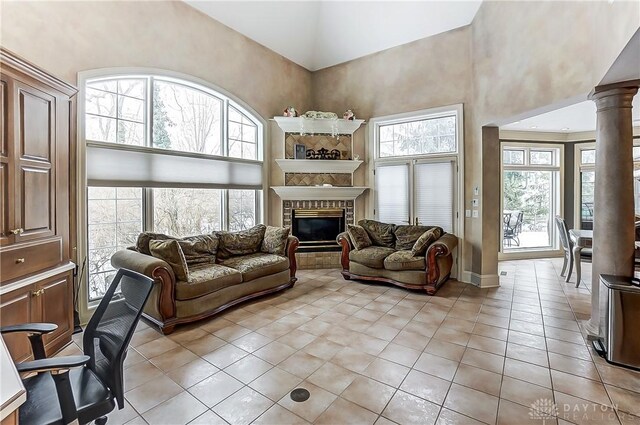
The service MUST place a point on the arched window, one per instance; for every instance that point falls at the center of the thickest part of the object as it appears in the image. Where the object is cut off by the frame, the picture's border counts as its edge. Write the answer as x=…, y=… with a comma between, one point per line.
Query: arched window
x=164, y=154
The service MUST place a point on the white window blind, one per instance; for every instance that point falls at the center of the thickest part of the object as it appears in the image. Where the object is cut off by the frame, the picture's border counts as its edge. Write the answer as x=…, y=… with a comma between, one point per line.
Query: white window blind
x=114, y=165
x=392, y=193
x=434, y=194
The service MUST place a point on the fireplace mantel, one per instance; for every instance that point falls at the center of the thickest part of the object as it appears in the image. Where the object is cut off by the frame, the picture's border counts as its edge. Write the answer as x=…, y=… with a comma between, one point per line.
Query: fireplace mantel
x=325, y=193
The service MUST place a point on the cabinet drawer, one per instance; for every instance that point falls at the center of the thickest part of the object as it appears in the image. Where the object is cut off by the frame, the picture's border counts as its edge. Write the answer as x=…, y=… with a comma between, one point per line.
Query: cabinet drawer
x=29, y=258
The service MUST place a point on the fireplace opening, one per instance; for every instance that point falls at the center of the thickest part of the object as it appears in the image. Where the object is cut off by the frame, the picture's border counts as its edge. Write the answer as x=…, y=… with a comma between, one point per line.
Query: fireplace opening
x=317, y=229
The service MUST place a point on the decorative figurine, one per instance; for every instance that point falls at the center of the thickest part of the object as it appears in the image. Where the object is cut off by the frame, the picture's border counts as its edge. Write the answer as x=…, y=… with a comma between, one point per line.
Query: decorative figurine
x=349, y=115
x=290, y=112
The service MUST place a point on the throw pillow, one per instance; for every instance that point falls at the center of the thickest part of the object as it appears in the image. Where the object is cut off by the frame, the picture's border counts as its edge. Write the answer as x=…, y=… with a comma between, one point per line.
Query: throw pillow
x=381, y=234
x=169, y=250
x=241, y=243
x=200, y=249
x=426, y=239
x=407, y=235
x=275, y=240
x=358, y=236
x=142, y=244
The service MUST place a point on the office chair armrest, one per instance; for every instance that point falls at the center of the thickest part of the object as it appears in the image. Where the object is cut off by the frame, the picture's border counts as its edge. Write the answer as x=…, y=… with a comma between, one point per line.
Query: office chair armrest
x=35, y=332
x=32, y=328
x=54, y=364
x=59, y=368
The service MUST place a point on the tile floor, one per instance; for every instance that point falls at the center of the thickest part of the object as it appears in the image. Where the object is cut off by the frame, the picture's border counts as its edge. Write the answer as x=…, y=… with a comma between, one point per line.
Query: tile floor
x=378, y=354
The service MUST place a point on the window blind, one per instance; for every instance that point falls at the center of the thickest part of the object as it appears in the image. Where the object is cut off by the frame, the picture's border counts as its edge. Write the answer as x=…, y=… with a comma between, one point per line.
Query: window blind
x=117, y=165
x=434, y=194
x=392, y=193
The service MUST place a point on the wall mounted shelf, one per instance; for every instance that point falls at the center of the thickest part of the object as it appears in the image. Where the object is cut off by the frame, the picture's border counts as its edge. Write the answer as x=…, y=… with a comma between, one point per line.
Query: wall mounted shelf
x=318, y=165
x=317, y=126
x=312, y=193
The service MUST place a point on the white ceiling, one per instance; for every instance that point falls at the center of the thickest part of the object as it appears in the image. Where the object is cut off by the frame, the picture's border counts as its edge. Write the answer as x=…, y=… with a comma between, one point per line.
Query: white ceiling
x=318, y=34
x=571, y=119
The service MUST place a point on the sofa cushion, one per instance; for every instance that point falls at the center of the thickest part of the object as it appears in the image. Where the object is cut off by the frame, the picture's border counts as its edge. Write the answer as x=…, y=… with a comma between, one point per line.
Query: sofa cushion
x=404, y=260
x=257, y=265
x=205, y=279
x=426, y=239
x=372, y=256
x=359, y=237
x=240, y=243
x=275, y=240
x=142, y=243
x=200, y=249
x=170, y=251
x=381, y=234
x=408, y=234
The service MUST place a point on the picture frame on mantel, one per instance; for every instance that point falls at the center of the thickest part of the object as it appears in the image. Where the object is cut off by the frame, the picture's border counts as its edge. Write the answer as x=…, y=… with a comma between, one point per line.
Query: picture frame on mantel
x=300, y=151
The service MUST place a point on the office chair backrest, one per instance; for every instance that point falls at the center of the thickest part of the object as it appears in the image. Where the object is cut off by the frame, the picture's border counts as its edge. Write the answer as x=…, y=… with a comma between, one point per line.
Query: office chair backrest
x=564, y=234
x=112, y=325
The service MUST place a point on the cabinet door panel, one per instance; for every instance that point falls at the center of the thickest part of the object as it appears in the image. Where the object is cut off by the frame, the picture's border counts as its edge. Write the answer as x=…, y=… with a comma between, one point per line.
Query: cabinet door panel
x=56, y=307
x=16, y=308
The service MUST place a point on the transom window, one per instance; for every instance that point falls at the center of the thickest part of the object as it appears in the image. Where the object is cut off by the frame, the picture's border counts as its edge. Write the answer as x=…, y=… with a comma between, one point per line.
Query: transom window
x=164, y=155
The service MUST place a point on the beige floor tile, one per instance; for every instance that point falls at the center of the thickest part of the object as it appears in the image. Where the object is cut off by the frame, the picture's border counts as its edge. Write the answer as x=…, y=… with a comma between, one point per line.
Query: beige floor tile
x=332, y=378
x=522, y=392
x=224, y=384
x=276, y=383
x=275, y=352
x=370, y=394
x=225, y=355
x=478, y=379
x=242, y=407
x=579, y=387
x=342, y=411
x=437, y=366
x=527, y=372
x=301, y=364
x=152, y=393
x=278, y=415
x=192, y=373
x=426, y=386
x=475, y=404
x=311, y=408
x=400, y=354
x=248, y=368
x=178, y=410
x=408, y=409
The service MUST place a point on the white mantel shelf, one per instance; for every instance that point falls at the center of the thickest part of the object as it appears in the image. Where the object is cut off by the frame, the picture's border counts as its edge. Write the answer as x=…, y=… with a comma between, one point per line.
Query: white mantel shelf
x=318, y=165
x=312, y=193
x=317, y=126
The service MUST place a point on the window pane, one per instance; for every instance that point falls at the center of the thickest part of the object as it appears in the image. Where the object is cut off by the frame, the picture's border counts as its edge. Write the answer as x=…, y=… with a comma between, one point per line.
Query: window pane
x=186, y=119
x=588, y=156
x=242, y=209
x=114, y=218
x=513, y=157
x=432, y=135
x=185, y=212
x=540, y=158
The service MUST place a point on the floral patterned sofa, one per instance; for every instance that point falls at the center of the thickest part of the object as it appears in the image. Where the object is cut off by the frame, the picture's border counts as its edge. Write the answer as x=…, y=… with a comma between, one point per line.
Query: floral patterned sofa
x=413, y=257
x=199, y=276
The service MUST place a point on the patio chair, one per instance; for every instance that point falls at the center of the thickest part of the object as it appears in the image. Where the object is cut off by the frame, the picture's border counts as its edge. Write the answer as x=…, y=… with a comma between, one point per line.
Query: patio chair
x=567, y=248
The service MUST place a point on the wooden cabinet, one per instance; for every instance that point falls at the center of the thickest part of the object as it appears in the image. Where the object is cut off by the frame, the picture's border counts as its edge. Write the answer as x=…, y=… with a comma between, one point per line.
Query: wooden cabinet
x=36, y=119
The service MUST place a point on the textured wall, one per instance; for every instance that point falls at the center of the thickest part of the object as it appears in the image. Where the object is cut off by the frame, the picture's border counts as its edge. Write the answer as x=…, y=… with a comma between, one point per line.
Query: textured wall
x=67, y=37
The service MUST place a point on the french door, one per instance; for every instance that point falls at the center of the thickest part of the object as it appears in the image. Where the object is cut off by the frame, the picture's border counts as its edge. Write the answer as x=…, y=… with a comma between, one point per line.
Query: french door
x=417, y=192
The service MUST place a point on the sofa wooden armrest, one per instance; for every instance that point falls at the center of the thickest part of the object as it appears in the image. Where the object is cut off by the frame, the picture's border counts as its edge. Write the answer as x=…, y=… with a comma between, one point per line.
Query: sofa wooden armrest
x=345, y=241
x=159, y=270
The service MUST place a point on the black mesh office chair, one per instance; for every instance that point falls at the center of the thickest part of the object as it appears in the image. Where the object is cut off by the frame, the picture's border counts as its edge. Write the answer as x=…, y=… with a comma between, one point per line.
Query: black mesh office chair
x=86, y=387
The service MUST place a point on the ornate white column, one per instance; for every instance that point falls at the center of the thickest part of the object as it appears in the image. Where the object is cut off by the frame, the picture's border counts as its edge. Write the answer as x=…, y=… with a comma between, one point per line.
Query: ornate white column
x=613, y=227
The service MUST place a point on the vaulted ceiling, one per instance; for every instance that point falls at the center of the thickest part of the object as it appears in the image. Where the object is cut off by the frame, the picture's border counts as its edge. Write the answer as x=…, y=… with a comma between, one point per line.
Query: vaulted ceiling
x=319, y=34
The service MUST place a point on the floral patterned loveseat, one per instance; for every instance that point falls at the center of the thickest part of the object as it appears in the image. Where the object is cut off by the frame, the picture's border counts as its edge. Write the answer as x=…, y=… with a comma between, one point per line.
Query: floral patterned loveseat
x=413, y=257
x=199, y=276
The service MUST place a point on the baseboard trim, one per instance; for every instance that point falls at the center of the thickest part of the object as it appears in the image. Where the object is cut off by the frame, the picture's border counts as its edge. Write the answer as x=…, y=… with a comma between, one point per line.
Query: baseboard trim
x=481, y=280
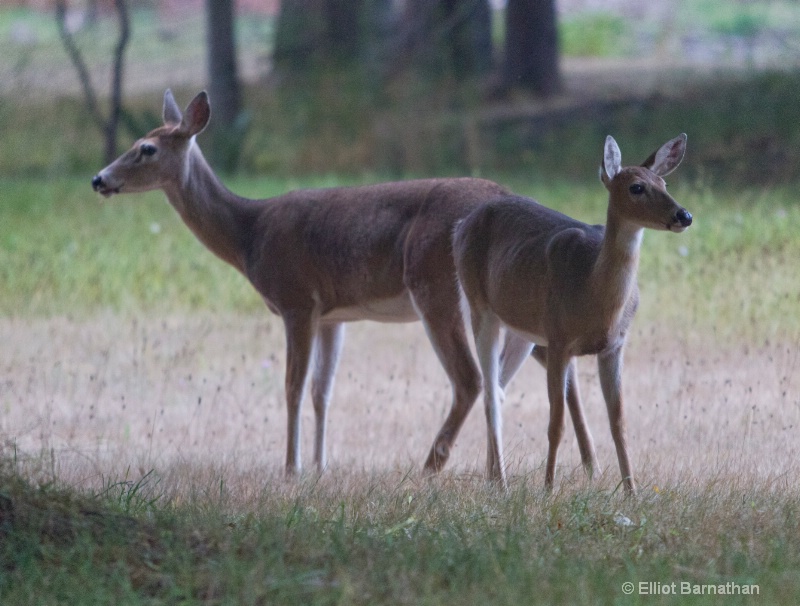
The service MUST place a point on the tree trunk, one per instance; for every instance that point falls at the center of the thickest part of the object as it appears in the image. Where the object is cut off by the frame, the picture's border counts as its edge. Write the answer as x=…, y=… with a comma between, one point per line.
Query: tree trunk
x=223, y=83
x=531, y=47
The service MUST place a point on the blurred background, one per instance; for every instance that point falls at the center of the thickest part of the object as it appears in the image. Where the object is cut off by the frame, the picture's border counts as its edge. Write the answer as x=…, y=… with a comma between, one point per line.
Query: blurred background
x=400, y=88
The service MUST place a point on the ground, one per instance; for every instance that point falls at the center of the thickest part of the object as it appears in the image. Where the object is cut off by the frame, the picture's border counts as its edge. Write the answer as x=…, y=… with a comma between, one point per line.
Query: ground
x=112, y=395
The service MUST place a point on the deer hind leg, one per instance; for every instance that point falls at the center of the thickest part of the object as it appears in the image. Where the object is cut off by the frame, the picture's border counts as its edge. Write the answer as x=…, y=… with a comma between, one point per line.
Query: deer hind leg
x=515, y=351
x=448, y=336
x=328, y=347
x=299, y=342
x=582, y=433
x=557, y=368
x=486, y=327
x=610, y=367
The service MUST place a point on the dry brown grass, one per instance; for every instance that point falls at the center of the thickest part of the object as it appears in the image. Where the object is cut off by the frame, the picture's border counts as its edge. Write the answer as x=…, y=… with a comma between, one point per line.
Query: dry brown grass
x=115, y=396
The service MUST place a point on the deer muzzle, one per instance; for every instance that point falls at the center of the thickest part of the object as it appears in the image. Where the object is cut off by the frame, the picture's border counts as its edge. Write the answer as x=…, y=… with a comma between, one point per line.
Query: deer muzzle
x=102, y=187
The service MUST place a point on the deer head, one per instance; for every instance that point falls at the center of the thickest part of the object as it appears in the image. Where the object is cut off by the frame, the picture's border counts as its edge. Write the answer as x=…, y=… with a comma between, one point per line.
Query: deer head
x=161, y=154
x=638, y=194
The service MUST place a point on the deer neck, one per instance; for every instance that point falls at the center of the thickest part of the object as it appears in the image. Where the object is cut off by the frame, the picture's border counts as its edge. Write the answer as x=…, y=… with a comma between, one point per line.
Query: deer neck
x=614, y=273
x=214, y=214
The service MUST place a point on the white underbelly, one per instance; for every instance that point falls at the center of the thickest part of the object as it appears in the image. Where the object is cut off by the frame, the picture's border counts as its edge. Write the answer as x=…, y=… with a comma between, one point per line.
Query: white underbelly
x=396, y=309
x=533, y=338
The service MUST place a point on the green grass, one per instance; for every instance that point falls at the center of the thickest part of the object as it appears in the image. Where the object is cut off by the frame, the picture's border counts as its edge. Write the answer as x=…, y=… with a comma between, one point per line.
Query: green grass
x=392, y=538
x=64, y=251
x=209, y=536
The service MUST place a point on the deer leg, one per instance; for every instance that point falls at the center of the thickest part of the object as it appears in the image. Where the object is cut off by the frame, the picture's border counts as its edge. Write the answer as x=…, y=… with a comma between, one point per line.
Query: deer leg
x=487, y=342
x=299, y=341
x=449, y=338
x=610, y=367
x=328, y=346
x=515, y=352
x=582, y=433
x=557, y=364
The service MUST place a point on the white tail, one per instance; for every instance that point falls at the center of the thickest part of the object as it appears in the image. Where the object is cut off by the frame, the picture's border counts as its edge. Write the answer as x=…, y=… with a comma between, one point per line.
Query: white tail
x=320, y=258
x=567, y=287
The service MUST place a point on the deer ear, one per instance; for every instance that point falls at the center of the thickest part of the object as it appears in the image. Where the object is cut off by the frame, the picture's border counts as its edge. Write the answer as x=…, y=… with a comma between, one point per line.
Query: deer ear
x=172, y=113
x=612, y=160
x=197, y=115
x=667, y=157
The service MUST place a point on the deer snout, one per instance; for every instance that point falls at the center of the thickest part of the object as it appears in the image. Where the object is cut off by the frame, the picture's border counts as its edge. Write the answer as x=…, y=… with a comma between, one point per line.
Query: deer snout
x=100, y=185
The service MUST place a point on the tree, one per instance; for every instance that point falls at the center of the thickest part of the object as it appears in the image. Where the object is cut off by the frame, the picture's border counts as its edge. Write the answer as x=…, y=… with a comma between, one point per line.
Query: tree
x=531, y=47
x=448, y=37
x=228, y=125
x=108, y=124
x=315, y=35
x=432, y=37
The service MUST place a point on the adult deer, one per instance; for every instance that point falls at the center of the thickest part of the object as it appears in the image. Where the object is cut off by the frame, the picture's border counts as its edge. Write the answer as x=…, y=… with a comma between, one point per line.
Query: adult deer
x=567, y=287
x=320, y=258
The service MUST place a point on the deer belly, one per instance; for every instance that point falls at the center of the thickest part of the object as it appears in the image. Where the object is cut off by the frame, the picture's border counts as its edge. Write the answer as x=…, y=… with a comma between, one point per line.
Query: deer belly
x=394, y=309
x=533, y=338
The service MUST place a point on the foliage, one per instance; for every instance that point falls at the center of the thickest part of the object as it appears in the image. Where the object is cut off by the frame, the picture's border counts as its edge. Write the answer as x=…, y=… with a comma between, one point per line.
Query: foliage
x=594, y=35
x=390, y=538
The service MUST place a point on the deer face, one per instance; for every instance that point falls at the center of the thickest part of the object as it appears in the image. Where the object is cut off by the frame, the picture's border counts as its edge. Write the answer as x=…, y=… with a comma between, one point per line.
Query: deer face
x=161, y=155
x=638, y=194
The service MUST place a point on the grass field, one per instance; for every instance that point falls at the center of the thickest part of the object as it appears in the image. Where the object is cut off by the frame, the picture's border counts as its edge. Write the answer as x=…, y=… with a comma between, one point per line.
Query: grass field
x=143, y=428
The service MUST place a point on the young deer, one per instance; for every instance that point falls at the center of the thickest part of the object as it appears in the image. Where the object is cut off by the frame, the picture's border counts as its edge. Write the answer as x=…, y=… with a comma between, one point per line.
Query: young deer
x=567, y=287
x=320, y=258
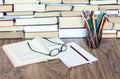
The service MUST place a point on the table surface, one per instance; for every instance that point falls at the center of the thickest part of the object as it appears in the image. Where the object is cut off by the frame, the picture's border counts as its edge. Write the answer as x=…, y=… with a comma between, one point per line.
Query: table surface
x=107, y=67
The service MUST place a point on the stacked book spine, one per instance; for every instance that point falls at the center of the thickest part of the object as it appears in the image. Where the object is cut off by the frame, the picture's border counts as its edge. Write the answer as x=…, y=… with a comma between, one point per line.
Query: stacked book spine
x=55, y=18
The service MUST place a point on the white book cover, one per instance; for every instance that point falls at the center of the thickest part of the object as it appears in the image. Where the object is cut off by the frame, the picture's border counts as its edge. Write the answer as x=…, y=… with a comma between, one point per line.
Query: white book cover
x=36, y=21
x=71, y=22
x=1, y=1
x=1, y=15
x=72, y=33
x=41, y=28
x=20, y=1
x=103, y=2
x=18, y=17
x=51, y=1
x=29, y=7
x=75, y=56
x=20, y=53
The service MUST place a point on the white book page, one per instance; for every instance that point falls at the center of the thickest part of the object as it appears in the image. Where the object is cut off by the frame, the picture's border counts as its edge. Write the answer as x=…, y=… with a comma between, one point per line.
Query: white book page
x=20, y=53
x=71, y=58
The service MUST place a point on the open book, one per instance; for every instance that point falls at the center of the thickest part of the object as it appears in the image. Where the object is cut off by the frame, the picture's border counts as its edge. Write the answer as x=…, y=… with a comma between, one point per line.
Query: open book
x=20, y=54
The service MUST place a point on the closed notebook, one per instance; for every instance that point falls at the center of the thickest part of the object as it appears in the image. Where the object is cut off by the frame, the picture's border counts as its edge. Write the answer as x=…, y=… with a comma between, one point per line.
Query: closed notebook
x=72, y=33
x=76, y=1
x=71, y=22
x=76, y=55
x=51, y=1
x=20, y=54
x=36, y=21
x=6, y=8
x=6, y=22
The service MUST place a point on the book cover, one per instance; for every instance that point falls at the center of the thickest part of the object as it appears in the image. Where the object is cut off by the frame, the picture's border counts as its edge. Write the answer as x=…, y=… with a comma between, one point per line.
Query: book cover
x=22, y=55
x=72, y=33
x=6, y=8
x=48, y=34
x=51, y=1
x=85, y=7
x=29, y=7
x=19, y=1
x=58, y=7
x=94, y=2
x=76, y=1
x=36, y=21
x=41, y=28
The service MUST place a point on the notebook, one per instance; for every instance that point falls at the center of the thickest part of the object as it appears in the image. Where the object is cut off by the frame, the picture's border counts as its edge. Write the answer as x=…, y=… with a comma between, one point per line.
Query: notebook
x=20, y=54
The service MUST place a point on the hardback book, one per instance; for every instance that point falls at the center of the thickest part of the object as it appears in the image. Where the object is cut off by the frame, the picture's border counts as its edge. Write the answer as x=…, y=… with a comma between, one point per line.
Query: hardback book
x=36, y=21
x=11, y=28
x=18, y=17
x=58, y=7
x=51, y=1
x=111, y=12
x=6, y=8
x=19, y=1
x=71, y=22
x=29, y=7
x=109, y=7
x=1, y=2
x=85, y=7
x=46, y=14
x=41, y=28
x=108, y=26
x=109, y=34
x=71, y=13
x=95, y=2
x=19, y=13
x=20, y=53
x=6, y=22
x=76, y=1
x=72, y=33
x=116, y=26
x=11, y=34
x=48, y=34
x=108, y=12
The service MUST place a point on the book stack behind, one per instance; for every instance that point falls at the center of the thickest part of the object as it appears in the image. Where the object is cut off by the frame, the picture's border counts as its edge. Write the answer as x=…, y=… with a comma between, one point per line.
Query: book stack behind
x=54, y=18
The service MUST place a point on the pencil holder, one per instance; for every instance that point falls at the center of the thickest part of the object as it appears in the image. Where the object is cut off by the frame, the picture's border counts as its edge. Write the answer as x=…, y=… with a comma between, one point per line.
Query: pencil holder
x=93, y=41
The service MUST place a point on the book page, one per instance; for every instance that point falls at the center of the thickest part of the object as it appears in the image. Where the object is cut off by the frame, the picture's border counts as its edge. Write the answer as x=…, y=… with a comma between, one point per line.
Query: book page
x=71, y=58
x=20, y=53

WHAT THE TASK ASKS — Nothing but the lines from the line with "The service MUST place a point on the book page, one" to the last line of the listing above should appear; please retype them exactly, both ends included.

PROBLEM SOLUTION —
The service MUST place a point on the book page, one per instance; for every instance that point falls at the center of the thickest part of the object as it appears in the image. Where the object is cut off by the frame, the picture's border counts as its edge. Write the answer as x=…, y=… with a comma between, one point per line.
Query: book page
x=71, y=58
x=20, y=53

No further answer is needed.